WHAT YOU WILL DO ->
Put each line of the rows below into a JSON list of strings, one string per line, with blank lines left out. Leave the pictures out of the answer.
-- BEGIN --
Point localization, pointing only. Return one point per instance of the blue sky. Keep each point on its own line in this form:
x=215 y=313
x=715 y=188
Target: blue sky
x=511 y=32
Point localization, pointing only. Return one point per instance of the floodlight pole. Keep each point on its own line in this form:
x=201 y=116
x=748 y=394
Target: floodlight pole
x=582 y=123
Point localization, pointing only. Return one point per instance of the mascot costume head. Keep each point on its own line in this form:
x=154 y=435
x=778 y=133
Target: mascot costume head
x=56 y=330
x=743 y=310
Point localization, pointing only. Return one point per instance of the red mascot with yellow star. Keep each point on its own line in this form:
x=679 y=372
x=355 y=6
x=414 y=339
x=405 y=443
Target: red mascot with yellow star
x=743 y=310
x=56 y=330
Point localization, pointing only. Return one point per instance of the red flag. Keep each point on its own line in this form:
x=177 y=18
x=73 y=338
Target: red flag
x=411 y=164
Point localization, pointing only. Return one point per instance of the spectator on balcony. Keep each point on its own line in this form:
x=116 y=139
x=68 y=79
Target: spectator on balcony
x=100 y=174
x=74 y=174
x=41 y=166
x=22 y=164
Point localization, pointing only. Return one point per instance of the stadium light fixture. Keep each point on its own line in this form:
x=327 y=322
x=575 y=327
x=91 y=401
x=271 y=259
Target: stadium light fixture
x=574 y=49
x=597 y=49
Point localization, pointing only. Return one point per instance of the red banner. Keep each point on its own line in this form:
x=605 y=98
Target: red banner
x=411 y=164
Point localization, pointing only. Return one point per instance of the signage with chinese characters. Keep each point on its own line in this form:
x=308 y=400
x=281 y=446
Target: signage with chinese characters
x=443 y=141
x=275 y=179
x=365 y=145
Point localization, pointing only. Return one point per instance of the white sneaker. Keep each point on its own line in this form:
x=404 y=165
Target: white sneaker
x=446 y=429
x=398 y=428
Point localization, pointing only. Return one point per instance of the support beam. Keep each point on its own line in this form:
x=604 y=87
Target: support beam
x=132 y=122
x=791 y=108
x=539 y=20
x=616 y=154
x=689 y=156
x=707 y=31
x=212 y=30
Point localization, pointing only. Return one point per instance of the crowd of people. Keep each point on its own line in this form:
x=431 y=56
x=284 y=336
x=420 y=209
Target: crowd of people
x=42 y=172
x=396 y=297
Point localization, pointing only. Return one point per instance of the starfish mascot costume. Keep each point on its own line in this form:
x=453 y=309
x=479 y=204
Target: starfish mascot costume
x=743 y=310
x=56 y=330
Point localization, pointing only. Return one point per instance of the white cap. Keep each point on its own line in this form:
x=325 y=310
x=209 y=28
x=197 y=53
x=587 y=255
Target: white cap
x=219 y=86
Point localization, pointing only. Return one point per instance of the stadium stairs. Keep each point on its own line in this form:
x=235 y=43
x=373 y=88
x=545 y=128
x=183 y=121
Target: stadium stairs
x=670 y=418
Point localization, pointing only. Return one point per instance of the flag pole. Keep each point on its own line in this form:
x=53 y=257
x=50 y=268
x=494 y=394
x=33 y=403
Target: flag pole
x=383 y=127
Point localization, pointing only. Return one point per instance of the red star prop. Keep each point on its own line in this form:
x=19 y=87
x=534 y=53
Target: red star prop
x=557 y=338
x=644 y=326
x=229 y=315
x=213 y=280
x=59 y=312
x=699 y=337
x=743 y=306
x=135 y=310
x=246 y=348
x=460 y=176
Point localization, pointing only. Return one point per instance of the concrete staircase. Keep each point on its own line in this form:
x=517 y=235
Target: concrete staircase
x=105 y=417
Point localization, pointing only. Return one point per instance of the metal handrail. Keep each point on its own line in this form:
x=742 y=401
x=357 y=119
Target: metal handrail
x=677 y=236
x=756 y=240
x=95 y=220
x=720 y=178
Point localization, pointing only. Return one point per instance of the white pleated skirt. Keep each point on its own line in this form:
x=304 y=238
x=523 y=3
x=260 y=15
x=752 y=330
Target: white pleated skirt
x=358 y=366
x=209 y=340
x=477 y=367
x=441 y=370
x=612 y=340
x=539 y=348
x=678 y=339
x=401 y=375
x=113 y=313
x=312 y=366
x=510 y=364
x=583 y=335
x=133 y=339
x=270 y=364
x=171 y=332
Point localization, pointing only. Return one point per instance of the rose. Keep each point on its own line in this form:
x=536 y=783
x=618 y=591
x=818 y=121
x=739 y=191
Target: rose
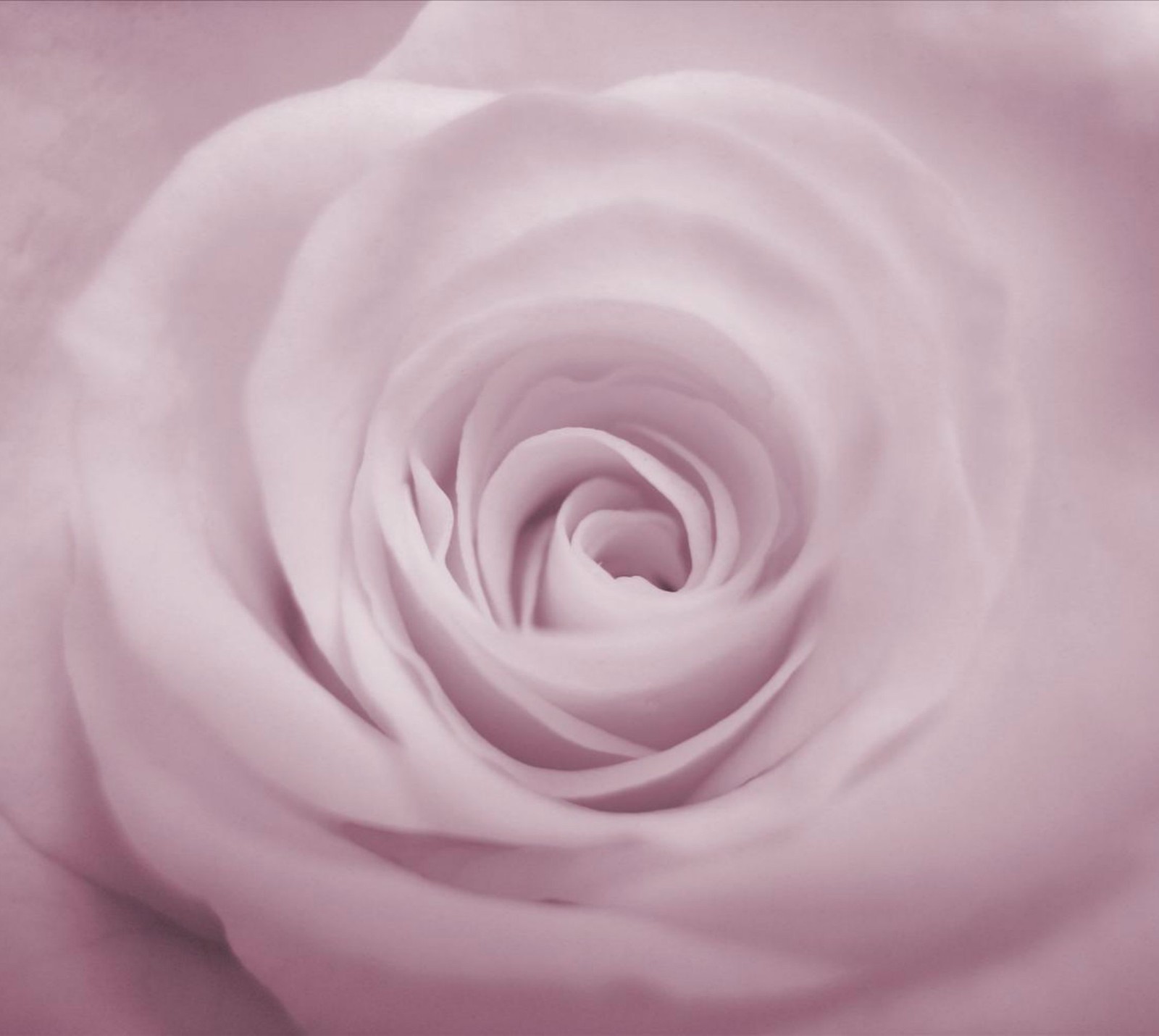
-- END --
RESPONSE FOR THIS EXERCISE ->
[
  "Point localization, pointing only. Return one point per instance of the blue sky. Keep each point on its own line in this form:",
  "x=215 y=313",
  "x=715 y=188",
  "Target: blue sky",
  "x=511 y=32",
  "Point localization, pointing only. Return one point per instance of the floodlight pole. Keep each point on its own line in this form:",
  "x=201 y=116",
  "x=748 y=394",
  "Target: floodlight pole",
  "x=582 y=123",
  "Point localization, pointing only. Return one point per instance of the mascot costume head. Keep each point on its own line in this form:",
  "x=154 y=435",
  "x=778 y=133",
  "Target: mascot costume head",
  "x=56 y=330",
  "x=743 y=310",
  "Point localization, pointing only. Return one point per instance of the red mascot with yellow star. Keep each point on its own line in this form:",
  "x=679 y=372",
  "x=355 y=6",
  "x=414 y=339",
  "x=405 y=443",
  "Target: red mascot with yellow star",
  "x=743 y=310",
  "x=56 y=330",
  "Point localization, pointing only. Return one point per instance of the red flag. Keep each point on its own line in this form:",
  "x=177 y=18",
  "x=73 y=338",
  "Target: red flag",
  "x=411 y=164",
  "Point localization, pointing only. Return one point per instance of the spectator on balcony. Keep each point on its own line in this form:",
  "x=116 y=139",
  "x=68 y=79",
  "Target: spectator on balcony",
  "x=100 y=174",
  "x=74 y=174",
  "x=41 y=166",
  "x=22 y=164",
  "Point localization, pointing only. Return one point per instance of the stadium light fixture. Keep each point on its own line in this form:",
  "x=327 y=322",
  "x=575 y=327",
  "x=91 y=401",
  "x=271 y=259",
  "Target: stadium light fixture",
  "x=574 y=49",
  "x=597 y=49",
  "Point localization, pointing only. Return one point per instance of the red banner. Keep each point on its own line in this form:",
  "x=605 y=98",
  "Target: red banner",
  "x=411 y=164",
  "Point localization, pointing only. Return one point per instance of the signage with chinese characters. Keep each point on its own line in this form:",
  "x=308 y=400",
  "x=281 y=446",
  "Target: signage with chinese characters",
  "x=443 y=141",
  "x=275 y=179",
  "x=365 y=145",
  "Point localization, pointing only. Return one point per instance of the white sneaker. Keep each point on its own line in this form:",
  "x=404 y=165",
  "Target: white sneaker",
  "x=446 y=429",
  "x=398 y=428",
  "Point localization, pointing only. Return one point per instance of the support beam. Keep each point on its own line in this form:",
  "x=604 y=87",
  "Target: support beam",
  "x=132 y=122",
  "x=791 y=108",
  "x=539 y=20",
  "x=616 y=154",
  "x=689 y=156",
  "x=707 y=31",
  "x=212 y=30",
  "Point localization, pointing only. Return one point per instance of the crowd of people. Keep each point on its own line in this form:",
  "x=431 y=56",
  "x=284 y=336",
  "x=420 y=209",
  "Target: crowd of people",
  "x=42 y=172",
  "x=396 y=297",
  "Point localization, pointing only. Return one point per instance of the starfish mascot costume. Keep each point on its own line in this form:",
  "x=453 y=309",
  "x=479 y=204",
  "Target: starfish mascot costume",
  "x=743 y=310",
  "x=56 y=330",
  "Point localization, pointing only. Return one point per instance of the white cap. Keep each point on its own line in this form:",
  "x=325 y=310",
  "x=209 y=28",
  "x=197 y=53",
  "x=587 y=255",
  "Target: white cap",
  "x=219 y=86",
  "Point localization, pointing only. Return one point per instance of the stadium stairs. Keep each point on its own line in this form:",
  "x=235 y=43",
  "x=373 y=88",
  "x=545 y=128",
  "x=183 y=121",
  "Target: stadium stairs",
  "x=670 y=418",
  "Point localization, pointing only. Return one point per instance of the flag pole. Keep each point on its own line in this form:",
  "x=53 y=257",
  "x=50 y=268",
  "x=494 y=394",
  "x=33 y=403",
  "Target: flag pole",
  "x=383 y=127",
  "Point localization, pointing only. Return one point per instance of the red star prop. Keep each point on its own line in this form:",
  "x=19 y=87",
  "x=534 y=53",
  "Target: red star prop",
  "x=557 y=338",
  "x=644 y=326",
  "x=229 y=315",
  "x=213 y=280",
  "x=59 y=312",
  "x=699 y=337",
  "x=743 y=306",
  "x=135 y=310",
  "x=246 y=348",
  "x=460 y=176",
  "Point localization, pointing only. Return one point per instance of the concrete staircase. Keep each point on its own line in this form:",
  "x=517 y=235",
  "Target: concrete staircase",
  "x=105 y=417",
  "Point localization, pointing only. Return one point per instance of the metal handrail. Keep each point on its own line in this form:",
  "x=742 y=401",
  "x=357 y=119",
  "Target: metal handrail",
  "x=677 y=236",
  "x=756 y=240",
  "x=95 y=220",
  "x=720 y=178",
  "Point localization, pointing only. Return one point per instance of the white pleated skirt. Keep each point on its own line in this form:",
  "x=304 y=238",
  "x=523 y=3",
  "x=260 y=15",
  "x=752 y=330",
  "Target: white pleated skirt",
  "x=358 y=366",
  "x=209 y=340",
  "x=477 y=367",
  "x=441 y=370",
  "x=612 y=340",
  "x=539 y=348",
  "x=678 y=339",
  "x=401 y=375",
  "x=113 y=313",
  "x=312 y=366",
  "x=510 y=364",
  "x=583 y=335",
  "x=133 y=339",
  "x=270 y=364",
  "x=171 y=332",
  "Point localization, pointing only. Return one point per instance of the rose. Keep each point on its own line in this form:",
  "x=536 y=783",
  "x=618 y=591",
  "x=818 y=121",
  "x=739 y=191",
  "Target: rose"
]